- Extrait cité -
---------------

Ce roman, publié en 1920 seulement, fournit quelque argent au jeune couple et le conduit dans divers logis à Londres et dans sa campagne proche. Ces déménagements multiples soulignent que, si Agatha Christie aime aménager ses demeures, elle a aussi la bougeotte et la passion des départs, peut-être aussi la détestation des retours. Elle saute de joie quand s’offre pour les Christie l’occasion d’un véritable tour du monde qui les mène, pendant un an, en Afrique du Sud, Australie, Océanie (à Hawaï, elle fait du surf avec ardeur), Californie, Canada8. Les premiers succès littéraires surviennent alors, ce que sanctionne l’achat d’une automobile qu’elle conduit elle-même, faisant d’incessants allers-retours entre la capitale et les maisons familiales.
L’année 1926 est marquée par « la mystérieuse disparition » d’Agatha Christie le 3 décembre. Trois événements peuvent l’expliquer. Sa mère vient de mourir, son mari s’éloigne d’elle, l’écriture d’un livre entamé après un séjour en Corse (Le Train bleu) n’avance plus. La voiture abandonnée par elle en rase campagne fait naître les pires craintes avant que la jeune femme ne resurgisse, dix jours plus tard. Sous le nom de la maîtresse de son mari, elle a séjourné seule et incognito dans une station thermale du Yorkshire. Fuite, fugue, amnésie ? Elle ne s’est jamais expliquée sur cet étrange « voyage » ! Mais, divorcée d’Archie, elle devient très vite une romancière à succès et une voyageuse impénitente que le Moyen-Orient va séduire à jamais.
Agatha Mallowan, la femme heureuse d’un archéologue orientaliste
Comme quelques autres, Agatha Christie peut dire : « J’aime les trains. » Ils sont d’ailleurs empruntés par bon nombre de ses personnages pour des parcours plus ou moins longs. Mais quand elle embarque en 1930, puis à nouveau en 1931, dans l’Orient-Express, elle a pour destination Bagdad et les champs de fouilles des alentours, et non Torquay ou Nice. Elle y rencontre l’archéologie et un des éminents spécialistes des civilisations sumériennes et chaldéennes : Max Mallowan épousé en 1932.

---------------

- Enregistrements fournis -
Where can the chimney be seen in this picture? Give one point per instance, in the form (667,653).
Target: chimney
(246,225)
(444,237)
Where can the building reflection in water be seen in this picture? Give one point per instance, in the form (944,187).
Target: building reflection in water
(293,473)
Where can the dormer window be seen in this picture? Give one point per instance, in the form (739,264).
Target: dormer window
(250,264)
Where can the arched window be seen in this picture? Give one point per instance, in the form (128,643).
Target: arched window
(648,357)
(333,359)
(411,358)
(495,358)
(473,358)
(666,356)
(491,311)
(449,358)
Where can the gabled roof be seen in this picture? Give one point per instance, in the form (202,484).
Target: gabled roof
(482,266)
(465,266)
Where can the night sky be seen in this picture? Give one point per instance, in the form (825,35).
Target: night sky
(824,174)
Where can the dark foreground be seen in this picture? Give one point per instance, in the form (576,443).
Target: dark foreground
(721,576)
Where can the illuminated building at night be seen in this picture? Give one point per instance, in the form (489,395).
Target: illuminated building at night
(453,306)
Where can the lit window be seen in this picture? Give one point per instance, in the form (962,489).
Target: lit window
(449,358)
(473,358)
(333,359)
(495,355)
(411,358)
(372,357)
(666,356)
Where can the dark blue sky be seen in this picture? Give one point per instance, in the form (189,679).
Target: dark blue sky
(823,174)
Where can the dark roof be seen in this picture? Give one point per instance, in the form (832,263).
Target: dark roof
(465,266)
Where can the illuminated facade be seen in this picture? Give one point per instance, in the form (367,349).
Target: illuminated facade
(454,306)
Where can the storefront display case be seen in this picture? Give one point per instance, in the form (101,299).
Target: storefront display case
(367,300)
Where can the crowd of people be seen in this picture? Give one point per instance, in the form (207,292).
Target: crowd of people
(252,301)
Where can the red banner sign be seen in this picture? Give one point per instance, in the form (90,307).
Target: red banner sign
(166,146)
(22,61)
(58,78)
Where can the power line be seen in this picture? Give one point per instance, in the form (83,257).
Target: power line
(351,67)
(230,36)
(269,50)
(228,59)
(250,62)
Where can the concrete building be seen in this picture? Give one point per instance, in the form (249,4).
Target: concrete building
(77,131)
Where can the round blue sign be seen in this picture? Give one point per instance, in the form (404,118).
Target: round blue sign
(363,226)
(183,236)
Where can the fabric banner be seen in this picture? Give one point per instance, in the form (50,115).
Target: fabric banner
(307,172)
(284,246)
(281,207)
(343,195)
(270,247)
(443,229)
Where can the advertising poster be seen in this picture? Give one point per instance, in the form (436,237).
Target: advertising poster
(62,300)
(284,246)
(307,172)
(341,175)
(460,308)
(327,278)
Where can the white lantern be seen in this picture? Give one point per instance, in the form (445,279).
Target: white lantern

---------------

- Tâches à réaliser -
a. Répondez à ces questions à partir de l'extrait cité :
(i) En quelle année le roman mentionné au début est-il publié ?
(ii) Au bout de combien de jours Agatha Christie réapparaît-elle après sa disparition ?
(iii) En quelle année épouse-t-elle Max Mallowan ?
b. Relevez toutes les destinations du tour du monde d'un an des Christie énumérées dans l'extrait cité, sans tenir compte des précisions entre parenthèses.

- Liste des réponses -
a.
(i) En 1920.
(ii) Au bout de dix jours.
(iii) En 1932.

b. Afrique du Sud, Australie, Océanie, Californie, Canada